Davalılar, kadastro öncesi muris tarafından taşınmazların zilyetliğinin kendilerine devredildiğini, tapusuz taşınmazlarda muvazaa iddiasının dinlenemeyeceğini belirtip davanın reddini savunmuşlardır.
Mahkemece, tapuda kayıtlı olmayan taşınmazların temlikinde muvazaa iddiasının dinlenemeyeceği gerekçesi ile davanın reddine karar verilmiştir.
Karar, davacılar vekili tarafından süresinde temyiz edilmiş olmakla; Tetkik Hakimi raporu okundu, düşüncesi alındı. Dosya incelendi, gereği görüşülüp, düşünüldü.
-KARAR-
Dava, muris muvazaası hukuksal nedenine dayalı tapu iptal ve tescil isteğine ilişkindir.
Mahkemece, davanın reddine karar verilmiştir.
Dosya içeriğinden ve toplanan delillerden; çekişme konusu 848 parsel sayılı taşınmazın davacıların miras bırakanı üzerine kayıtlı iken satış suretiyle davalı oğullarına, onlardan da 16.6.1988 tarihinde dava dışı üçüncü kişiye devredildiği, 15.5.1990 tarihinde de geri aldıkları ve 28.9.1995 tarihinde ½ payın davalı N.’ye diğer ½ payın ise dava dışı üçüncü kişiye satış suretiyle intikal ettirildiği, 02.10.2000 tarihinde ise davalı Necati’nin üçüncü kişiden diğer payı da satın aldığı; öte yandan 1865, 2025, 2207, 2208, 2493, 2678, 3450, 3838, 3981, 3982, 5285, 5286 ve 5287 parsel sayılı taşınmazların öncesinin tapusuz olduğu ve kadastro tespitinde miras bırakanın temlikiyle, ayrıca 3440 ve 3666 parsel sayılı taşınmazların ise üçüncü kişiden satın alındığından davalılar Hayati ve Selahattin adına tespiti ile çap kaydının oluştuğu anlaşılmaktadır.
Gerçekten de; öncesi tapusuz olan taşınmazların temlikinde 1.4.1974 tarih ½ Sayılı İçtihatı Birleştirme Kararının uygulanamayacağı, keza davalıların üçüncü kişiden haricen satın aldıkları 3440 ve 3666 parsel sayılı taşınmazların kadastro tespiti sırasında adlarına tespit edildiği, miras bırakandan intikal etmediği gözetilmek suretiyle bu taşınmazlar bakımından mahkemece davanın reddedilmiş olmasında bir isabetsizlik yoktur. Bu yönlere değinen davacıların temyiz itirazları yerinde değildir, reddine.

· · · ·

**Yazılı Görevler**
1. Şu ifadeler karar metniyle örtüşüyor mu: (a) Mahkeme davanın reddine karar vermiştir; (b) 848 parsel sayılı taşınmaz 16.6.1988 tarihinde davalı N.'ye devredilmiştir; (c) 3440 ve 3666 parsel sayılı taşınmazlar miras bırakandan intikal etmiştir? Her biri için evet ya da hayır deyip belirleyici sözleri metinden aynen alıntılayın.
2. Karar metninde "Davalılar, kadastro öncesi" sözleriyle başlayıp "Mahkemece, davanın reddine karar verilmiştir." sözlerine kadar süren kısmı aynen çıkarır mısınız?

**İşaretleme verisi alıntıları**
· · · ·

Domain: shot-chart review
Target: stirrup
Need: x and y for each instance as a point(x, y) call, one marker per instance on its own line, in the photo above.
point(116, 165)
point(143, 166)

· · · ·

**Sonuçlar**
1.
(a) Evet: "Mahkemece, davanın reddine karar verilmiştir."
(b) Hayır: "onlardan da 16.6.1988 tarihinde dava dışı üçüncü kişiye devredildiği"
(c) Hayır: "miras bırakandan intikal etmediği"

2.
Davalılar, kadastro öncesi muris tarafından taşınmazların zilyetliğinin kendilerine devredildiğini, tapusuz taşınmazlarda muvazaa iddiasının dinlenemeyeceğini belirtip davanın reddini savunmuşlardır.
Mahkemece, tapuda kayıtlı olmayan taşınmazların temlikinde muvazaa iddiasının dinlenemeyeceği gerekçesi ile davanın reddine karar verilmiştir.
Karar, davacılar vekili tarafından süresinde temyiz edilmiş olmakla; Tetkik Hakimi raporu okundu, düşüncesi alındı. Dosya incelendi, gereği görüşülüp, düşünüldü.
-KARAR-
Dava, muris muvazaası hukuksal nedenine dayalı tapu iptal ve tescil isteğine ilişkindir.
Mahkemece, davanın reddine karar verilmiştir.